#### [Your task]
Copy out the complete listing, word for word.
[begin Records supplied]
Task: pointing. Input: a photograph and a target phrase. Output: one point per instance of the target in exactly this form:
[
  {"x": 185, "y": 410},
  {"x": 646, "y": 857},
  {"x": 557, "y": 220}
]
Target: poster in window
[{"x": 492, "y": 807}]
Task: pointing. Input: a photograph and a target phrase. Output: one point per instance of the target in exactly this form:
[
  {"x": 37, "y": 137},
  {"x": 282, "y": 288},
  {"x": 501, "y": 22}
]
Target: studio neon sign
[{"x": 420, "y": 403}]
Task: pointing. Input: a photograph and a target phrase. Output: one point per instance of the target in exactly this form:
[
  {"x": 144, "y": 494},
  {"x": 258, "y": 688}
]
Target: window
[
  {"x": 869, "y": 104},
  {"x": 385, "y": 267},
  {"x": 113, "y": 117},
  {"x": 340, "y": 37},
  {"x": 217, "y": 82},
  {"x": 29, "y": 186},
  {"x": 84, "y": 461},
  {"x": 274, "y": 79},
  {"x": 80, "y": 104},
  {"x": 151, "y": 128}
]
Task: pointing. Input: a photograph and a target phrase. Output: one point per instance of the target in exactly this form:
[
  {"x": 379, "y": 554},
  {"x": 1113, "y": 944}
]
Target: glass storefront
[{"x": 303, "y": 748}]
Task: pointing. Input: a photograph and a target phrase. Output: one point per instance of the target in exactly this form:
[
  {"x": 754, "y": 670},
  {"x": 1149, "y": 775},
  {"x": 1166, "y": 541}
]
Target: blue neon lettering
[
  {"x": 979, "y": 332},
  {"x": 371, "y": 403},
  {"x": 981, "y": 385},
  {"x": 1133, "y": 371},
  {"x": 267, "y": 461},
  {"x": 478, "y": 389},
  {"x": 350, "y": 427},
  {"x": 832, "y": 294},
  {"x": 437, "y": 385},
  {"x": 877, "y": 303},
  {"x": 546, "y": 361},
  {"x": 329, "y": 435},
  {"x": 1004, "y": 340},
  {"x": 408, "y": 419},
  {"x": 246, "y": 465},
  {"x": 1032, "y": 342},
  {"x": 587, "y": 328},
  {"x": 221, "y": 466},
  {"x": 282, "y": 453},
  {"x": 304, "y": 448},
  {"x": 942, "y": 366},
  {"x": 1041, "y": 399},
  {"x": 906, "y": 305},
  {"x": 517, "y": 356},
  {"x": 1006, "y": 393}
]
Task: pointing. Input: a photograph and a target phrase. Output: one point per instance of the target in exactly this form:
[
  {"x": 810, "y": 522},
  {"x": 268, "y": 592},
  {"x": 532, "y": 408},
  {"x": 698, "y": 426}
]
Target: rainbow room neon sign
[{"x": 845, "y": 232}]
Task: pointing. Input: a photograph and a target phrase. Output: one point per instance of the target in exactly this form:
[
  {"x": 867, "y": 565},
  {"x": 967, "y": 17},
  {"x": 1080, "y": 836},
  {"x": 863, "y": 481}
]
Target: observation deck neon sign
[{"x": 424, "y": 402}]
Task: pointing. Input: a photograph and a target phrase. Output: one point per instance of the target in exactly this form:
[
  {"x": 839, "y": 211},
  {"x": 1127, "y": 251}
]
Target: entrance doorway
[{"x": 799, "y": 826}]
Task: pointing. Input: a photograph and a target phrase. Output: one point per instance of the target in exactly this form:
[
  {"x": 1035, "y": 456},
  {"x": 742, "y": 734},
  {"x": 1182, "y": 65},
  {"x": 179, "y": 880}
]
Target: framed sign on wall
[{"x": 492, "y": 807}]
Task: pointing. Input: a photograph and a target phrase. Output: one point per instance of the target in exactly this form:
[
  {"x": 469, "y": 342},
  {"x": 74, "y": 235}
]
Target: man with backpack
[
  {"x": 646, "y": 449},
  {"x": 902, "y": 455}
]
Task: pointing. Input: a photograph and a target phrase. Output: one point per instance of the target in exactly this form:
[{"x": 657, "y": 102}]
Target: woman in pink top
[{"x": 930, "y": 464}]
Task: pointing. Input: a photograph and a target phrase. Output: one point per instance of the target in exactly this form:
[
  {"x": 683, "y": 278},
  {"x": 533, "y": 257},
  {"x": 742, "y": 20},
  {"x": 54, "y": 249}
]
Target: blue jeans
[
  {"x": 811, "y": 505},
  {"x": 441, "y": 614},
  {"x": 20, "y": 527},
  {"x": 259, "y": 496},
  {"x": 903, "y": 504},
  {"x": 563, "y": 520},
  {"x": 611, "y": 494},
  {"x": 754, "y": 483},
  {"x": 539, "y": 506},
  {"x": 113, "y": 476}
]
[end Records supplied]
#### [Solution]
Task: pointing. Input: a photograph and a target phrase. Output: one point per instance of the target in exactly this form:
[
  {"x": 185, "y": 410},
  {"x": 646, "y": 857},
  {"x": 557, "y": 220}
]
Target: poster in window
[{"x": 492, "y": 807}]
Task: pointing. Input: a photograph and a target phrase. Output: one point per instance of the target in exactly this form:
[
  {"x": 37, "y": 137},
  {"x": 282, "y": 288},
  {"x": 501, "y": 22}
]
Target: studio neon sign
[{"x": 420, "y": 403}]
Task: pointing. Input: a photograph and a target phrase. Output: one point per instance of the target in exactly this form:
[
  {"x": 144, "y": 494},
  {"x": 258, "y": 688}
]
Target: window
[
  {"x": 869, "y": 104},
  {"x": 385, "y": 267},
  {"x": 113, "y": 117},
  {"x": 340, "y": 37},
  {"x": 217, "y": 82},
  {"x": 29, "y": 186},
  {"x": 84, "y": 461},
  {"x": 274, "y": 79},
  {"x": 80, "y": 104},
  {"x": 151, "y": 128}
]
Task: pointing. Input: a photograph and a target phrase. Output: one point per instance of the target in exactly this form:
[
  {"x": 379, "y": 554},
  {"x": 1113, "y": 944}
]
Target: glass storefront
[{"x": 303, "y": 748}]
Task: pointing. Input: a photograph and a target phrase. Output: one point per instance of the target in exactly this form:
[
  {"x": 754, "y": 670},
  {"x": 1149, "y": 775},
  {"x": 1166, "y": 541}
]
Target: blue neon lettering
[
  {"x": 979, "y": 332},
  {"x": 371, "y": 403},
  {"x": 981, "y": 385},
  {"x": 1133, "y": 371},
  {"x": 267, "y": 461},
  {"x": 478, "y": 389},
  {"x": 350, "y": 427},
  {"x": 832, "y": 294},
  {"x": 437, "y": 385},
  {"x": 877, "y": 303},
  {"x": 546, "y": 361},
  {"x": 329, "y": 435},
  {"x": 1004, "y": 340},
  {"x": 408, "y": 419},
  {"x": 246, "y": 465},
  {"x": 1032, "y": 342},
  {"x": 587, "y": 328},
  {"x": 221, "y": 466},
  {"x": 282, "y": 453},
  {"x": 304, "y": 448},
  {"x": 942, "y": 366},
  {"x": 1041, "y": 399},
  {"x": 906, "y": 305},
  {"x": 517, "y": 356},
  {"x": 1006, "y": 393}
]
Task: pointing. Input: a photograph and a target phrase. Output: one point per instance of the target in exactly this form:
[
  {"x": 810, "y": 522},
  {"x": 268, "y": 592},
  {"x": 532, "y": 408},
  {"x": 698, "y": 426}
]
Target: rainbow room neon sign
[{"x": 845, "y": 232}]
Task: pointing. Input: a photograph and a target phrase. Output: one point per instance of the target in exactly this form:
[
  {"x": 867, "y": 565},
  {"x": 967, "y": 17},
  {"x": 1080, "y": 836},
  {"x": 863, "y": 481}
]
Target: observation deck neon sign
[{"x": 424, "y": 402}]
Task: pointing. Input: a photograph and a target phrase. Output: one point per instance of the target in exactly this form:
[
  {"x": 839, "y": 211},
  {"x": 1127, "y": 251}
]
Target: entrance doorway
[{"x": 799, "y": 826}]
Task: pointing. Input: a photograph and a target phrase. Output: one point per instance of the target in exactly this form:
[
  {"x": 1035, "y": 456},
  {"x": 742, "y": 734},
  {"x": 1182, "y": 65},
  {"x": 179, "y": 880}
]
Target: framed sign on wall
[{"x": 492, "y": 807}]
Task: pointing. Input: a photograph and a target phrase. Output: one point per instance of the target in exactly this form:
[
  {"x": 469, "y": 342},
  {"x": 74, "y": 235}
]
Target: man with backpack
[
  {"x": 646, "y": 449},
  {"x": 902, "y": 455}
]
Task: pointing. Input: a photograph and a target phrase. Output: one point per instance of the target in exactly this form:
[{"x": 657, "y": 102}]
Target: woman in pink top
[{"x": 930, "y": 464}]
Task: pointing. Input: a photograph and a target phrase. Output: one point per instance of the target in exactly this form:
[
  {"x": 683, "y": 278},
  {"x": 533, "y": 257},
  {"x": 742, "y": 20},
  {"x": 54, "y": 249}
]
Target: blue jeans
[
  {"x": 811, "y": 505},
  {"x": 441, "y": 614},
  {"x": 20, "y": 527},
  {"x": 259, "y": 496},
  {"x": 903, "y": 504},
  {"x": 563, "y": 520},
  {"x": 611, "y": 494},
  {"x": 754, "y": 483},
  {"x": 539, "y": 506},
  {"x": 113, "y": 476}
]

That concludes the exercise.